◆ WHAT TO WORK ON:
Edit the stretch of material from the line containing "Phrase: beige stucco wall" through the line containing "(502, 1031)", replacing "wall" with "panel" and keeping everything else the same. Return only those lines, without the pictures.

◆ THE DATA:
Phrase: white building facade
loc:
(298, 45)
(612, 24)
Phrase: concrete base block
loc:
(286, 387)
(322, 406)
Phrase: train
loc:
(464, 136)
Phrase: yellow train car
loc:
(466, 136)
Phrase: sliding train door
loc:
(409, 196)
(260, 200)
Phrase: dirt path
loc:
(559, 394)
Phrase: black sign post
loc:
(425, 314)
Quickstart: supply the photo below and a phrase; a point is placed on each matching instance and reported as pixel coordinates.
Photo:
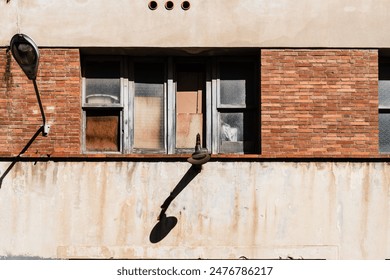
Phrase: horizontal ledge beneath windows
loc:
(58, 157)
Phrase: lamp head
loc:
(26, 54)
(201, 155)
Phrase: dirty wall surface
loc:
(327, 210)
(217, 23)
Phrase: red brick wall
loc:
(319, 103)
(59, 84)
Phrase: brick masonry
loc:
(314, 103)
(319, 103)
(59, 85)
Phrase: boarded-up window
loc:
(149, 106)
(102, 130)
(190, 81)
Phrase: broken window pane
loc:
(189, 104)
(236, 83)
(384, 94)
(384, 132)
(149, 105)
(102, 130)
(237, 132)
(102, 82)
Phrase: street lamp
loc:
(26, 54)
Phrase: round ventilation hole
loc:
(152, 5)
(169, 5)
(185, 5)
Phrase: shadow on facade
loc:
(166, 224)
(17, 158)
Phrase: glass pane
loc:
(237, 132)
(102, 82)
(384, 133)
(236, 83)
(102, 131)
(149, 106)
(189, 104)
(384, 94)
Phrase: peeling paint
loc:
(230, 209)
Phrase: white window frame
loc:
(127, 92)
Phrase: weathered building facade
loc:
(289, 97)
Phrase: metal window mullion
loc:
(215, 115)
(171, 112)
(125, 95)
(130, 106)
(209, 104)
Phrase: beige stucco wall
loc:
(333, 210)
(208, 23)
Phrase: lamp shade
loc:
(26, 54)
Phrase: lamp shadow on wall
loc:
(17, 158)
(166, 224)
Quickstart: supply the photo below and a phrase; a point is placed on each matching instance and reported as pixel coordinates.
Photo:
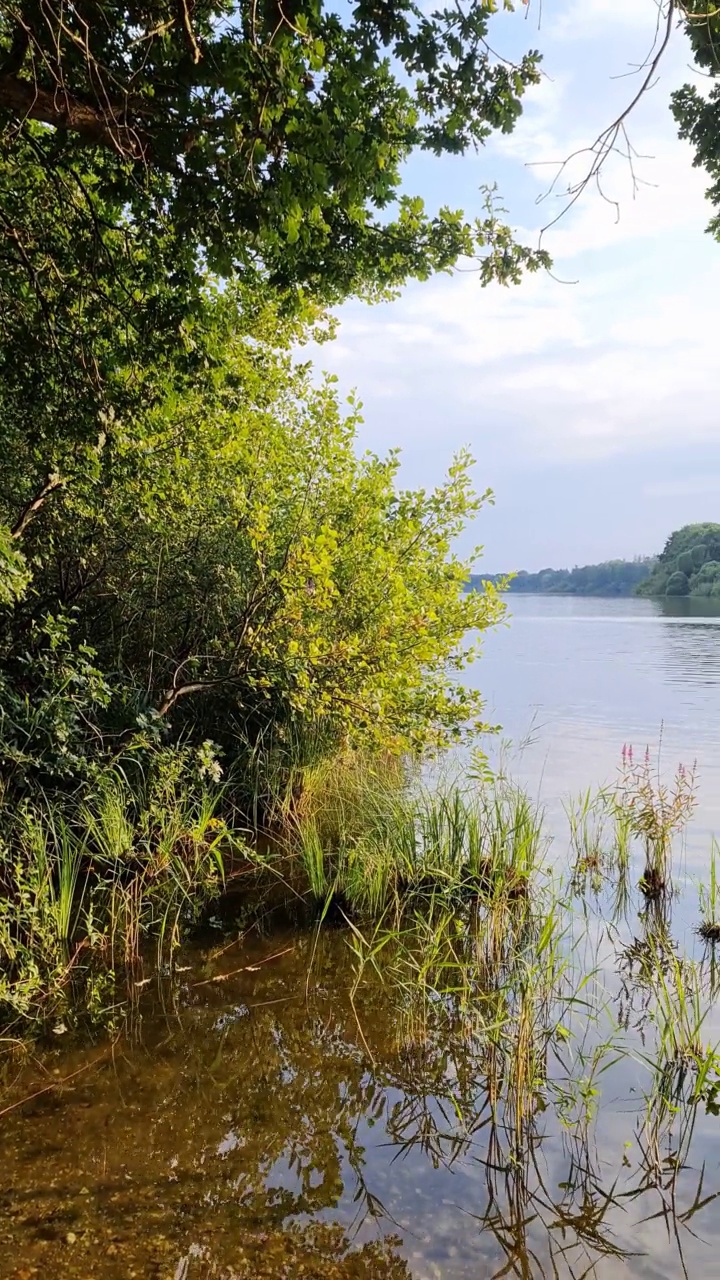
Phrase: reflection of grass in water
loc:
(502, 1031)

...

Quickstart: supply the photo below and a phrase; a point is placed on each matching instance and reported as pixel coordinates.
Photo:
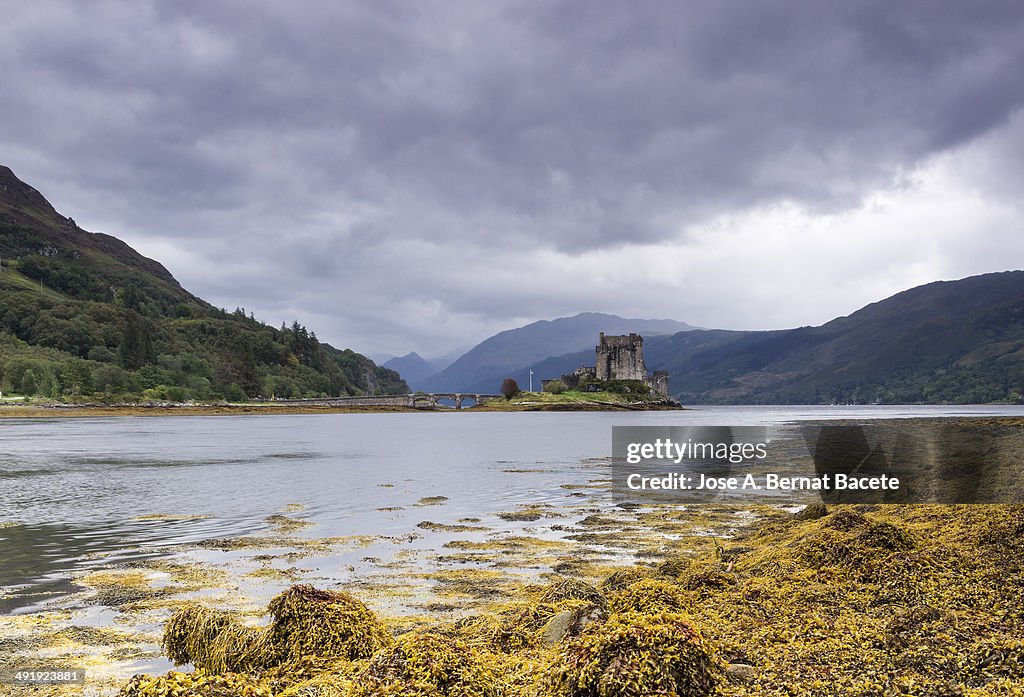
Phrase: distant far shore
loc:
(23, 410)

...

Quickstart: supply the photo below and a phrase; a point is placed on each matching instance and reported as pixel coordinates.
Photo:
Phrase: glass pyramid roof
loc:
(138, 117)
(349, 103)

◆ WRITTEN ANSWER:
Phrase: beige stucco panel
loc:
(333, 210)
(208, 23)
Phrase: lamp shade
loc:
(26, 54)
Phrase: lamp shadow on panel
loc:
(17, 158)
(166, 224)
Quickstart: supply the photo below and a phrase; a point is placed on each matching instance and reported as pixel coordinates.
Photo:
Phrase: reflection of grass in water
loc:
(502, 1031)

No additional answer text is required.